AUFGABEN:
**A.** Übersetzen Sie den folgenden Satz aus dem Ausgangstext ins Englische: „Die „Reformer“ wagen sich in Interviews aus der Deckung, weil sie nicht auf eine so straffe Organisation vertrauen können wie die Traditionalisten.“
**B.** Wie viele Stimmen umfasst laut Ausgangstext die erforderliche Zweidrittelmehrheit?
**C.** Geben Sie aus dem Ausgangstext den Abschnitt von „Dazu kommt die“ bis einschließlich „von 77 Stimmen.“ wortgetreu wieder.

AUSGANGSTEXT:
--- --- ---

Dazu kommt die kirchenpolitische Ausrichtung: Der Journalist und Vatikankenner Peter Hertel schätzt, dass etwa 40 Wahlmänner dem ultrakonservativen Opus Dei nahestehen, weitere 20 der traditionalistischen Gruppe „Comunione e Liberazione“. „Sie wollen einen Papst, der ihre Ziele stützt und fördert. Ihr Ideal: eine in sich geschlossene Kirche und eine katholisch geprägte Gesellschaft“, schreibt Hertel. Der kommende Papst werde aus dieser Gruppe hervorgehen. „Allerdings wird die Seilschaft nicht einfach einen Hardliner durchsetzen können“, denn es fehle ihr die erforderliche Zweidrittelmehrheit von 77 Stimmen.
Das internationale Reformernetzwerk „Wir sind Kirche“ rechnet deshalb mit „längere Diskussionen vor und im Konklave“, bis ein Kompromisskandidat gefunden ist. Die „Reformer“ wagen sich in Interviews aus der Deckung, weil sie nicht auf eine so straffe Organisation vertrauen können wie die Traditionalisten. So forderte der deutsche Kardinal Walter Kasper, ein Vorkämpfer der Ökumene, der nächste Papst müsse Reformen in der Kurie angehen. „Es läuft nicht alles so, wie es laufen müsste“, zitiert ihn Radio Vatikan. Der Neue solle „in erster Linie ein Hirte sein, der die Menschen im Herz berührt“.
Auch der kanadische Kardinal Marc Ouellet, der als potenzieller Kompromisskandidat gilt, sagte, die Kirche sei „bereit für einen Papst aus Asien, Afrika oder Amerika“. Seine eigenen Chancen ließen ihn „nachdenken und machen mir auch Angst“. Francis George, Kardinal von Chicago, kündigte an, es werde Fragen an die Kurie geben, was aus ihrer Sicht geändert werden müsse. Wichtig sei eine „Null-Toleranz-Grenze bei Missbrauchsfällen“.

--- --- ---

QUELLDATEN:
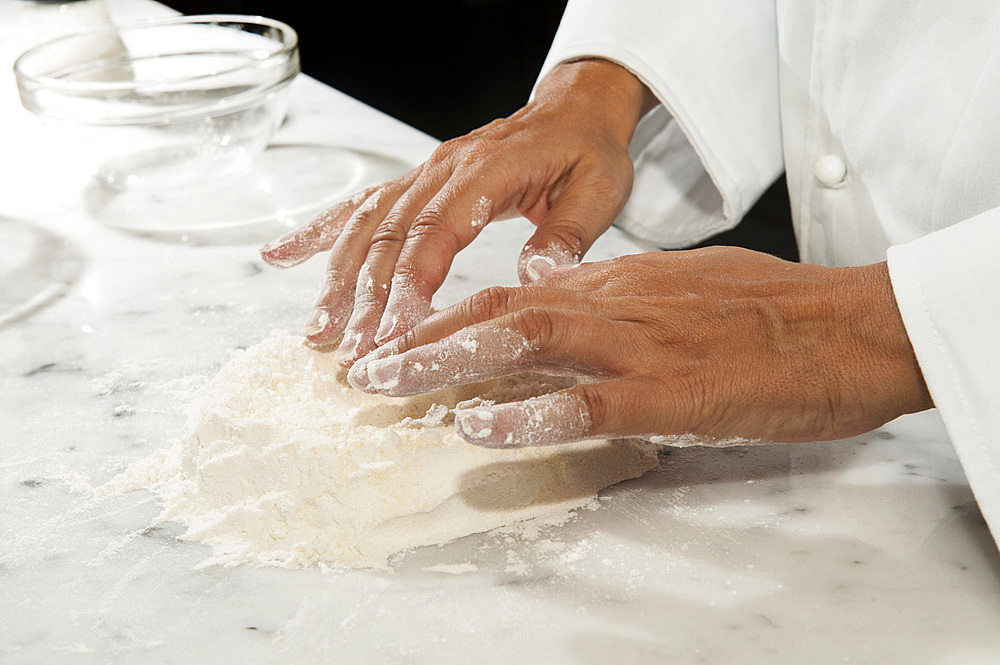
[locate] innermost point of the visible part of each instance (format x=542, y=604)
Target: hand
x=561, y=161
x=719, y=343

--- --- ---

ERWARTETE ANTWORTEN:
**A.** The "reformers" are venturing out into the open in interviews because they cannot rely on as tight an organization as the traditionalists.

**B.** 77 Stimmen.

**C.**
Dazu kommt die kirchenpolitische Ausrichtung: Der Journalist und Vatikankenner Peter Hertel schätzt, dass etwa 40 Wahlmänner dem ultrakonservativen Opus Dei nahestehen, weitere 20 der traditionalistischen Gruppe „Comunione e Liberazione“. „Sie wollen einen Papst, der ihre Ziele stützt und fördert. Ihr Ideal: eine in sich geschlossene Kirche und eine katholisch geprägte Gesellschaft“, schreibt Hertel. Der kommende Papst werde aus dieser Gruppe hervorgehen. „Allerdings wird die Seilschaft nicht einfach einen Hardliner durchsetzen können“, denn es fehle ihr die erforderliche Zweidrittelmehrheit von 77 Stimmen.